▶ **Exercise prompt**
Using only the records, tally the lines with "phrase" in them and state that total by itself.

**** Data records ****

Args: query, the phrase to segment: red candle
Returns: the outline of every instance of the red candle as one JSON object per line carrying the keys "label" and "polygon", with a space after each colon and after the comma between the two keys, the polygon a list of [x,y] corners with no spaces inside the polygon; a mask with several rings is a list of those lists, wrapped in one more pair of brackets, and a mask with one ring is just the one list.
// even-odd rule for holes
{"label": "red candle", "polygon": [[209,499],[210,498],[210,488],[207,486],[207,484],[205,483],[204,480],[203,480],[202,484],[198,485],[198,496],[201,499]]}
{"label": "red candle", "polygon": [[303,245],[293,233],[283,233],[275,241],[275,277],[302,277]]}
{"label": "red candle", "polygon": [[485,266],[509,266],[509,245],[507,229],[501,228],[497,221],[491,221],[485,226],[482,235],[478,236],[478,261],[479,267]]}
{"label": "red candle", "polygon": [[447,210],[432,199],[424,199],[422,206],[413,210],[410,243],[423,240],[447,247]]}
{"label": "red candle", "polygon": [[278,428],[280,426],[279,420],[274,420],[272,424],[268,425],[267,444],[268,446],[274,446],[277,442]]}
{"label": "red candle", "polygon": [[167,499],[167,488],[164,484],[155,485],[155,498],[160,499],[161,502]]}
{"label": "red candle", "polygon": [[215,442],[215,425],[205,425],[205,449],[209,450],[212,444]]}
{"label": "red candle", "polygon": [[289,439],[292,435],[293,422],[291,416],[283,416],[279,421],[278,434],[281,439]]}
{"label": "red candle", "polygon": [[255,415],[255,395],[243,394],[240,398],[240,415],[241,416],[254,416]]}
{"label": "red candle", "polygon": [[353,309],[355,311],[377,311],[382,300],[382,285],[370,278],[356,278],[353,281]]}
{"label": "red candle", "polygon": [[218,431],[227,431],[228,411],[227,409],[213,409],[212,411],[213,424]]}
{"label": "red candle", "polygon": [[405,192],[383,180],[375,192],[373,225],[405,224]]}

****
**** Data records ****

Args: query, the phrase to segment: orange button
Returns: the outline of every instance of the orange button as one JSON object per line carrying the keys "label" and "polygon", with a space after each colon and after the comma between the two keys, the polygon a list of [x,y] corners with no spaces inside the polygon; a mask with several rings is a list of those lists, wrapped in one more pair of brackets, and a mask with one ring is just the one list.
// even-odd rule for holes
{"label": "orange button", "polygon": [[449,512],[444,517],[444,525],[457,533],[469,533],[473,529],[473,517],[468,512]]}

****

▶ **Solution for this problem**
2